• [Entries shown]:
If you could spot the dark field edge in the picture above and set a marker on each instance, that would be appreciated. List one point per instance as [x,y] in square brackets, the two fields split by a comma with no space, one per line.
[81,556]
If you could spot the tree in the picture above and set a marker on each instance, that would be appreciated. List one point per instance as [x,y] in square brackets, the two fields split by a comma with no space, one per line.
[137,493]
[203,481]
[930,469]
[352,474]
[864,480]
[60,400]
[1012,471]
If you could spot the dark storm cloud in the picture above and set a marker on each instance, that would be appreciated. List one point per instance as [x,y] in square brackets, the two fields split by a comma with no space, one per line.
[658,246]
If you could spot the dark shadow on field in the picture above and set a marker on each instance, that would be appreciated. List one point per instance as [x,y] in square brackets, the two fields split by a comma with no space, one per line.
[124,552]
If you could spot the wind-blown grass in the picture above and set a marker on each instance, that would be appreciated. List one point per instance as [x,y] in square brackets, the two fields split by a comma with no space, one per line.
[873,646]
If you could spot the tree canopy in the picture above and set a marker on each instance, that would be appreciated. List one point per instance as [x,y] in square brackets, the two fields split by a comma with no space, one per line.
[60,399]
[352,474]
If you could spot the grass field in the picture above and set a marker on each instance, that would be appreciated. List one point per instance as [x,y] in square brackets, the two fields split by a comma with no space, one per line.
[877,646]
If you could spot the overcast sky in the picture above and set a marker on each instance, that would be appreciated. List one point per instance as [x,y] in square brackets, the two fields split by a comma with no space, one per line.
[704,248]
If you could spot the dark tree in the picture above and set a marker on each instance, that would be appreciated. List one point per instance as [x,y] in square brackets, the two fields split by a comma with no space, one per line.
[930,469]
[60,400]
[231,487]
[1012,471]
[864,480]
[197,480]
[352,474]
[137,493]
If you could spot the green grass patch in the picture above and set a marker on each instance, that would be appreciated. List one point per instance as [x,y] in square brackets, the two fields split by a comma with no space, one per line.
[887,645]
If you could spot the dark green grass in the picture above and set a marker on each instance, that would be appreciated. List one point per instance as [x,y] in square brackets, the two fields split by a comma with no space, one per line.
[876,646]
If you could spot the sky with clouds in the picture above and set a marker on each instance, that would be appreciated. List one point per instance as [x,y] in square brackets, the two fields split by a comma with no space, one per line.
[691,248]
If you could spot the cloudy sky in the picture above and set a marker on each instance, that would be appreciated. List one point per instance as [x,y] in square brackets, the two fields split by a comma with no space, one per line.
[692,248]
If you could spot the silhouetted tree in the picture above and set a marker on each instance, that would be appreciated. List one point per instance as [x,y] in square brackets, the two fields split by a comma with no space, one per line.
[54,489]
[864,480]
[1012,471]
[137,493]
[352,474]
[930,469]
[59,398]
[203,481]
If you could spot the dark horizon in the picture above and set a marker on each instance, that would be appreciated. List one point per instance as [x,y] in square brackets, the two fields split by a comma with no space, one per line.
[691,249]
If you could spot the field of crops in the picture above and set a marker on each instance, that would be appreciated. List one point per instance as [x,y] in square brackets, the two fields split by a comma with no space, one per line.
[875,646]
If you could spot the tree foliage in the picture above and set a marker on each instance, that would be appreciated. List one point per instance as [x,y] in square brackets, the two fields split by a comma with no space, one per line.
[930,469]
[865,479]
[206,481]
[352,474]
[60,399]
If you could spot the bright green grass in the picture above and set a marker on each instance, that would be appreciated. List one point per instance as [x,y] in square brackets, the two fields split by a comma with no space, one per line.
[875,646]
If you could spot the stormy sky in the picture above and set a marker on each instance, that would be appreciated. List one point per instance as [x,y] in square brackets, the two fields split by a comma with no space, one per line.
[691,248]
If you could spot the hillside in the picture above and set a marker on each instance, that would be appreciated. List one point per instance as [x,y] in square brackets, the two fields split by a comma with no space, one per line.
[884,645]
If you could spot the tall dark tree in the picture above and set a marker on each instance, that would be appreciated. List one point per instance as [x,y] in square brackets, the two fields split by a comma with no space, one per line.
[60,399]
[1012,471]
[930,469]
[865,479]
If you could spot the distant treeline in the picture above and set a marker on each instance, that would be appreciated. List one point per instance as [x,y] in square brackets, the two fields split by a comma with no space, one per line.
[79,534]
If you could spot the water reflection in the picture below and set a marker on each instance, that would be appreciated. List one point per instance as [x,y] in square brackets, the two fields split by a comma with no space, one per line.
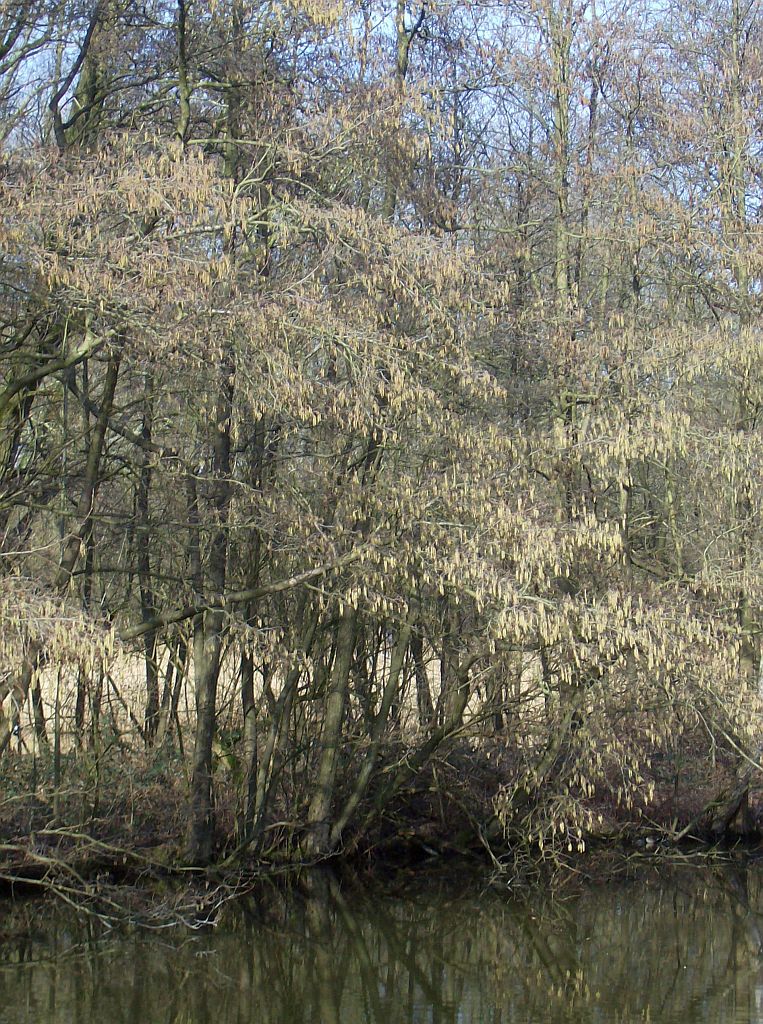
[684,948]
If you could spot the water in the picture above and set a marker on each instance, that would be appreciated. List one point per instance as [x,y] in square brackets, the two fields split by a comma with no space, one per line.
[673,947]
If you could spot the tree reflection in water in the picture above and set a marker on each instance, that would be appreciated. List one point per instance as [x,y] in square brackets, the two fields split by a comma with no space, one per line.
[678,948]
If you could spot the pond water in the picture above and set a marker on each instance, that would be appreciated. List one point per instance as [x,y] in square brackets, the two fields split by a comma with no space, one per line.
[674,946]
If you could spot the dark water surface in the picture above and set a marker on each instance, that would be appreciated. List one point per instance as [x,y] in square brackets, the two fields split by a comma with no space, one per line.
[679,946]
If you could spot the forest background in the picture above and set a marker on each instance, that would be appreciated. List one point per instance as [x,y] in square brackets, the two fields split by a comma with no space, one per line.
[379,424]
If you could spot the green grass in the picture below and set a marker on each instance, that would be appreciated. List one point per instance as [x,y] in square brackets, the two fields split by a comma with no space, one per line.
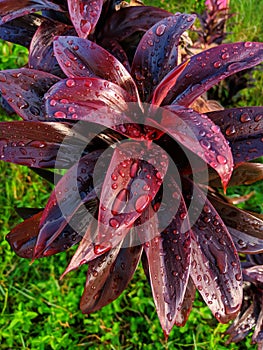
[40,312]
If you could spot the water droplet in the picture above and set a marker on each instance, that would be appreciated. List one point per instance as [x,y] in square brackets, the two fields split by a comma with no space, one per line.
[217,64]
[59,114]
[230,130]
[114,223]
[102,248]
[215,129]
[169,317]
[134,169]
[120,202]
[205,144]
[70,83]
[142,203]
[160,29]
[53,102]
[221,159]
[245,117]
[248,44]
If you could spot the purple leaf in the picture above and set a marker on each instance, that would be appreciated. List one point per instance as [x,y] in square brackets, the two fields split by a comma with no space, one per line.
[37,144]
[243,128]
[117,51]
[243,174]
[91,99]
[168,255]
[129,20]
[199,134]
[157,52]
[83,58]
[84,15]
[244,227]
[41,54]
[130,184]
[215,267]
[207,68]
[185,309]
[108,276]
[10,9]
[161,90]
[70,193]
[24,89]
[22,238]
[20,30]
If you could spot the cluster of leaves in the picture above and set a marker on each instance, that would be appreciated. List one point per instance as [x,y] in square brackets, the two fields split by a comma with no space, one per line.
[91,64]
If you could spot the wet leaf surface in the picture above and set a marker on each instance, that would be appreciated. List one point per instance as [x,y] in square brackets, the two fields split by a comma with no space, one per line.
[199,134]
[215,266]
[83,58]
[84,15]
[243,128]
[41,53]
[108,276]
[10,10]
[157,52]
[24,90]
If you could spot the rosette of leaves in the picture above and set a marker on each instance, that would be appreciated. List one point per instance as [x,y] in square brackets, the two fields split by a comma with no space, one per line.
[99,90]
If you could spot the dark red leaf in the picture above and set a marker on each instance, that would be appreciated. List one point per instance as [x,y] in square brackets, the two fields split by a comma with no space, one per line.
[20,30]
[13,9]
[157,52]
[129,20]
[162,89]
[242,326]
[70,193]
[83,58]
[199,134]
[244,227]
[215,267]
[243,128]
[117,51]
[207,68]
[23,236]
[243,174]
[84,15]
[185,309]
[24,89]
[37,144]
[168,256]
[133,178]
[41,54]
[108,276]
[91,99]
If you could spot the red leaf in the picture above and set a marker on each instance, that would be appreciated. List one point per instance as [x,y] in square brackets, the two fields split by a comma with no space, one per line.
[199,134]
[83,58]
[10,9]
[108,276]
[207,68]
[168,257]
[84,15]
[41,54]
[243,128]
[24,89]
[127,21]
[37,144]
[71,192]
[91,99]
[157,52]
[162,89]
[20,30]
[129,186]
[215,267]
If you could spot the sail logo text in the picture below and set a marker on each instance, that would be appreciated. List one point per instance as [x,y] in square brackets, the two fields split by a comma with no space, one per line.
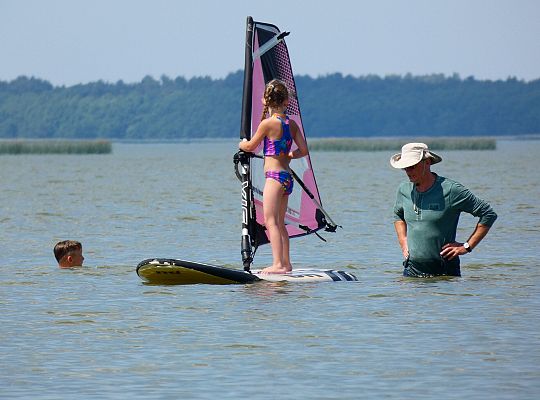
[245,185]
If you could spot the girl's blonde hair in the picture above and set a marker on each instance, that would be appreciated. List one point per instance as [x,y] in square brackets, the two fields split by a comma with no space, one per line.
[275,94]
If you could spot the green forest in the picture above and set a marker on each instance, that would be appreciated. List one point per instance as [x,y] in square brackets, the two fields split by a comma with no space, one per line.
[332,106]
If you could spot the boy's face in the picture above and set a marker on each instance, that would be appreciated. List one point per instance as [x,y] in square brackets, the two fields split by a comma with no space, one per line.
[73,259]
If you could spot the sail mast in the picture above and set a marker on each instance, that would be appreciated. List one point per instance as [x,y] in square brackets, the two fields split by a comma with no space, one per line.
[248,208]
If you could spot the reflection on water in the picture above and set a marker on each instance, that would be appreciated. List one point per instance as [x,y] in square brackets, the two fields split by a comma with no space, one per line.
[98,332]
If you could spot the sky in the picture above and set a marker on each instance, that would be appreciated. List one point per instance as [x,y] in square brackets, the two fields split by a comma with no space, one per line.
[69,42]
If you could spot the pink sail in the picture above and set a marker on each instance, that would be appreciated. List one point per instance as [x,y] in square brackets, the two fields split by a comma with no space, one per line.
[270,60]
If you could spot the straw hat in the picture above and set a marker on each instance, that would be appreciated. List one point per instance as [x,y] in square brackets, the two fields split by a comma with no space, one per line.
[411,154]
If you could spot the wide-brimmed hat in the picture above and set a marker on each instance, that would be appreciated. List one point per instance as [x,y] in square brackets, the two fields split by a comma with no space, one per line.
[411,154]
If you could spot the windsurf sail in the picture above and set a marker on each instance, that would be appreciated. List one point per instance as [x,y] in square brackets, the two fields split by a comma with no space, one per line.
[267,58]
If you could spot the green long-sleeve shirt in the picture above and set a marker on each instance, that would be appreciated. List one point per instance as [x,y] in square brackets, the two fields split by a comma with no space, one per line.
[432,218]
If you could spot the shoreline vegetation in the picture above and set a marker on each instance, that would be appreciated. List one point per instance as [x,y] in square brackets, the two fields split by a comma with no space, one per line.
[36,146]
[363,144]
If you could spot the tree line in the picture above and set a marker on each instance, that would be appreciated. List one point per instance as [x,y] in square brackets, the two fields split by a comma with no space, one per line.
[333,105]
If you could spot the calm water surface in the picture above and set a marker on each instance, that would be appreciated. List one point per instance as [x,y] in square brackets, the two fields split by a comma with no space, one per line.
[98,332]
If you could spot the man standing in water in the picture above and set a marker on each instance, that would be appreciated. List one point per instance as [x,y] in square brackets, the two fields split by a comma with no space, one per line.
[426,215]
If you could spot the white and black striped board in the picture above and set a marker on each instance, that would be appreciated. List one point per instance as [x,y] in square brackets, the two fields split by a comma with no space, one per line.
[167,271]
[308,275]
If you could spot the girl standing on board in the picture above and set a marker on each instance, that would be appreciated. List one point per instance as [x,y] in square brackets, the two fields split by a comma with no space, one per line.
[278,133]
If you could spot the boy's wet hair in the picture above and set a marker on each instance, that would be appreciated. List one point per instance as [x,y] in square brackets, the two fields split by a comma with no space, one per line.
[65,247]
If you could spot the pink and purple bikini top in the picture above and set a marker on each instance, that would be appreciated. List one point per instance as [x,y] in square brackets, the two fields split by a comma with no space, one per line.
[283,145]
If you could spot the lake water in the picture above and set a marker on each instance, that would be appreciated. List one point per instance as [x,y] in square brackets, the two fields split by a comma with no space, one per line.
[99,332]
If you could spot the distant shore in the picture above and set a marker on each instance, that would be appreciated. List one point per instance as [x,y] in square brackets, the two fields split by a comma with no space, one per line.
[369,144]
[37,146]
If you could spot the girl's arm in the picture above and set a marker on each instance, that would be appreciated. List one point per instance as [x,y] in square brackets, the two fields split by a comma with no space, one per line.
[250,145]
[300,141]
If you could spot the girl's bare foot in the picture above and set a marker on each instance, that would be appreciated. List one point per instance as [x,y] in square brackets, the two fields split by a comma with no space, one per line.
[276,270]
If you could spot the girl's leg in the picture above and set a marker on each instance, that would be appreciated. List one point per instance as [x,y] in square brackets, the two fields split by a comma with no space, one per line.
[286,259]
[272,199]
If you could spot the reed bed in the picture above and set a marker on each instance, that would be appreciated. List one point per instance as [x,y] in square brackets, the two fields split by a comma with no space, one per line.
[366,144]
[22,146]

• [Task details]:
Reproduce exactly, with nothing added, the lines from the one that contains "If you could spot the distant shore" to the end of the data.

• [Result of the task]:
If you could spot the distant shore in the picture above and set a marker on each instance, that would be appreciated. List one point per instance as [x,y] in square brackets, the two fields split by a comma with no space, one per line.
[369,144]
[37,146]
If you could spot the girl's arm in the picture above and set a marker on each instance, that would be appreciated. List one point per instance as [x,y] in square brackets, the two fields split by a comma with no space, one per line.
[250,145]
[300,141]
If you could spot the girl's bare foot in the picture above and set a marker on each instance, that would be appreciated. List one point per instance as [x,y] in square brackets, the two fields split by a comma with no space, one per line.
[276,270]
If you could spot the girl's leg in the picture above and set a marker on each instance, that would be appreciated. List one point per instance as [x,y] in square brackets, the two fields split by a comma with no space, one per line.
[286,259]
[272,199]
If you could spot the reed bed in the picture above and set a marker on each instance, that would be appreciated. List one point per instance as [x,y] in square brackets, the two fields split by a comma with no space, one per line.
[366,144]
[22,146]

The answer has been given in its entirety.